• RECORDED INFORMATION:
** START **

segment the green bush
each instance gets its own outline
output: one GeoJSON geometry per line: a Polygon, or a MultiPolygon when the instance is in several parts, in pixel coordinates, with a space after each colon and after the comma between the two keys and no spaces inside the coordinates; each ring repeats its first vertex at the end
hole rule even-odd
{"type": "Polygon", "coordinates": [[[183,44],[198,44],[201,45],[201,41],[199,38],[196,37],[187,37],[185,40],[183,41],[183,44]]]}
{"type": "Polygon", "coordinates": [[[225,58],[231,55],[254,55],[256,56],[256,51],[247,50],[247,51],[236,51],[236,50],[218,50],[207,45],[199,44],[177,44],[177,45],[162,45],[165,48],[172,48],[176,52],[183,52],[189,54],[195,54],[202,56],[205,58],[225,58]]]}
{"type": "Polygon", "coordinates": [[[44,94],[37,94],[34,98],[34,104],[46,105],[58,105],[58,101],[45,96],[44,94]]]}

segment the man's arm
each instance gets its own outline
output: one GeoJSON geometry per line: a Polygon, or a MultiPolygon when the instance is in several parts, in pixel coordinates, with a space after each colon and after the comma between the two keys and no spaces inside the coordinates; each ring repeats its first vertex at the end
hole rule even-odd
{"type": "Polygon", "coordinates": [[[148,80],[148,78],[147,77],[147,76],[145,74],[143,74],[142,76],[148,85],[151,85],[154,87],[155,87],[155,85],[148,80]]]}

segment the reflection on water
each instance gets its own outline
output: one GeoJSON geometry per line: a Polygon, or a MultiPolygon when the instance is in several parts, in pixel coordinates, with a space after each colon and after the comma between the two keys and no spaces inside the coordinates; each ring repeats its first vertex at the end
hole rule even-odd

** END **

• EXERCISE INSTRUCTIONS:
Convert the data into a Markdown table with columns Row and Text. Begin at the line that contains "segment the man's arm" and stop at the end of the data, numbering each line and leaving out blank lines.

• RESULT:
| Row | Text |
|---|---|
| 1 | segment the man's arm |
| 2 | each instance gets its own outline |
| 3 | output: one GeoJSON geometry per line: a Polygon, or a MultiPolygon when the instance is in several parts, in pixel coordinates, with a space after each colon and after the comma between the two keys and no spaces inside the coordinates; each ring repeats its first vertex at the end |
| 4 | hole rule even-odd |
| 5 | {"type": "Polygon", "coordinates": [[[148,80],[148,78],[147,77],[147,76],[145,74],[143,74],[142,76],[148,85],[151,85],[154,87],[155,87],[155,85],[148,80]]]} |
| 6 | segment the reflection on water |
| 7 | each instance gets its own outline |
| 8 | output: one GeoJSON geometry per line: a Polygon, or a MultiPolygon when the instance is in several parts, in pixel coordinates, with a space after each colon and after the comma between the two keys and no spaces inside the coordinates; each ring repeats its first vertex at the end |
| 9 | hole rule even-odd |